_Materials provided_.
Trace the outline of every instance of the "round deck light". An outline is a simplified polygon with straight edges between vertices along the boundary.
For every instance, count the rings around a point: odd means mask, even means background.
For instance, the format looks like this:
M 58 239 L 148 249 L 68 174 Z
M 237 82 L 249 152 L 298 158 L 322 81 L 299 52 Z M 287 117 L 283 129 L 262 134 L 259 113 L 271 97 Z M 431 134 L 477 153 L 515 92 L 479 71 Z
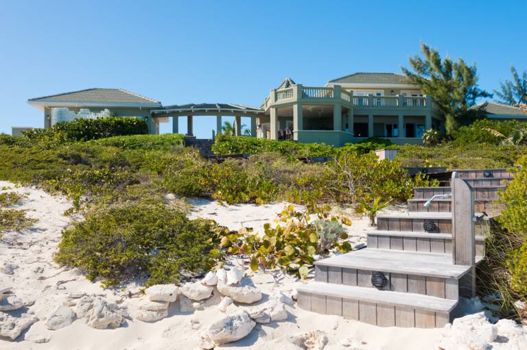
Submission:
M 388 280 L 382 272 L 374 272 L 371 275 L 371 284 L 377 289 L 382 289 L 386 285 Z
M 423 223 L 423 229 L 426 232 L 431 232 L 436 229 L 436 224 L 433 221 L 427 220 Z

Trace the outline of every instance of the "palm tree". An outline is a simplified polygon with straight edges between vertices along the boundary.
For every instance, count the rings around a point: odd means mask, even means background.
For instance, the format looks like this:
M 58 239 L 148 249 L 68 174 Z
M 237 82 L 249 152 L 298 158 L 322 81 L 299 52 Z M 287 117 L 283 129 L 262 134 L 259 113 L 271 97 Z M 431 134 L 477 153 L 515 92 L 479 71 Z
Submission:
M 505 80 L 504 83 L 500 82 L 500 90 L 494 90 L 496 96 L 500 97 L 498 101 L 504 105 L 515 105 L 527 103 L 527 72 L 524 71 L 522 77 L 514 66 L 511 67 L 513 80 Z

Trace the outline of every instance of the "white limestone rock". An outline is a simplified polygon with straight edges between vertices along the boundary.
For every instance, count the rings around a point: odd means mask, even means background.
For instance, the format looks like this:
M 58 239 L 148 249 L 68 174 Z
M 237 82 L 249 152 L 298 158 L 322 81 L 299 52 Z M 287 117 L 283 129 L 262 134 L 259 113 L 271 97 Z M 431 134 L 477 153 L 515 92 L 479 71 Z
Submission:
M 145 290 L 145 293 L 152 301 L 176 301 L 179 294 L 179 287 L 175 284 L 155 284 Z
M 215 286 L 218 284 L 218 276 L 214 272 L 209 271 L 201 280 L 201 283 L 205 286 Z
M 323 331 L 312 331 L 296 336 L 289 336 L 288 341 L 300 349 L 323 350 L 327 344 L 327 336 Z
M 225 283 L 227 282 L 227 271 L 224 268 L 219 268 L 216 271 L 216 277 L 218 277 L 218 283 Z
M 56 331 L 71 325 L 75 320 L 75 312 L 67 306 L 59 306 L 46 318 L 46 327 Z
M 213 287 L 204 286 L 199 282 L 185 284 L 181 288 L 181 294 L 191 300 L 199 301 L 209 298 L 212 295 Z
M 24 302 L 14 294 L 0 301 L 0 311 L 19 310 L 24 307 Z
M 216 288 L 223 295 L 231 297 L 237 303 L 250 304 L 261 300 L 261 292 L 246 277 L 242 279 L 239 286 L 229 286 L 218 281 Z
M 168 309 L 138 310 L 135 318 L 143 322 L 155 322 L 168 316 Z
M 231 267 L 226 272 L 226 280 L 225 283 L 229 286 L 234 286 L 239 284 L 242 279 L 244 278 L 244 271 L 237 267 Z
M 16 339 L 22 332 L 31 325 L 38 321 L 34 315 L 23 314 L 20 317 L 13 317 L 5 312 L 0 312 L 0 337 Z
M 233 298 L 231 297 L 224 297 L 222 298 L 222 301 L 220 302 L 220 304 L 218 305 L 218 308 L 222 312 L 225 312 L 227 311 L 227 308 L 229 305 L 233 303 Z
M 250 308 L 248 312 L 251 318 L 258 323 L 269 323 L 287 319 L 288 312 L 284 303 L 271 299 L 258 306 Z
M 117 328 L 124 321 L 126 310 L 108 303 L 97 296 L 84 296 L 78 299 L 75 313 L 79 318 L 86 318 L 92 328 Z
M 293 305 L 293 298 L 291 295 L 288 295 L 282 292 L 274 292 L 269 297 L 270 299 L 277 300 L 280 303 L 288 305 L 290 306 Z
M 250 333 L 256 323 L 246 311 L 239 310 L 217 321 L 200 334 L 199 346 L 209 349 L 235 342 Z
M 179 297 L 179 311 L 183 313 L 194 311 L 194 308 L 192 308 L 192 301 L 185 295 Z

_Directive_.
Render the data as a JSON list of strings, one string per line and no blank lines, starting at the first line and stopping after the line that contains "M 423 223 L". Leave the picture out of the list.

_Response to this task_.
[
  "Trace the outline of every instance of the \"round deck light\". An outline is a simplified polygon with straight edges between vertices along the boundary.",
  "For every instance, count the rings around a point: odd means mask, even means background.",
  "For instance, the format looks like this:",
  "M 58 239 L 148 249 L 68 174 Z",
  "M 237 82 L 249 152 L 298 158 L 322 81 L 299 52 Z M 287 117 L 283 129 L 262 134 L 259 113 L 271 97 Z M 431 134 L 477 153 L 515 92 L 479 71 Z",
  "Submission:",
  "M 388 280 L 382 272 L 374 272 L 371 275 L 371 284 L 377 289 L 382 289 L 386 285 Z",
  "M 423 223 L 423 229 L 426 232 L 431 232 L 436 229 L 436 224 L 433 221 L 427 220 Z"
]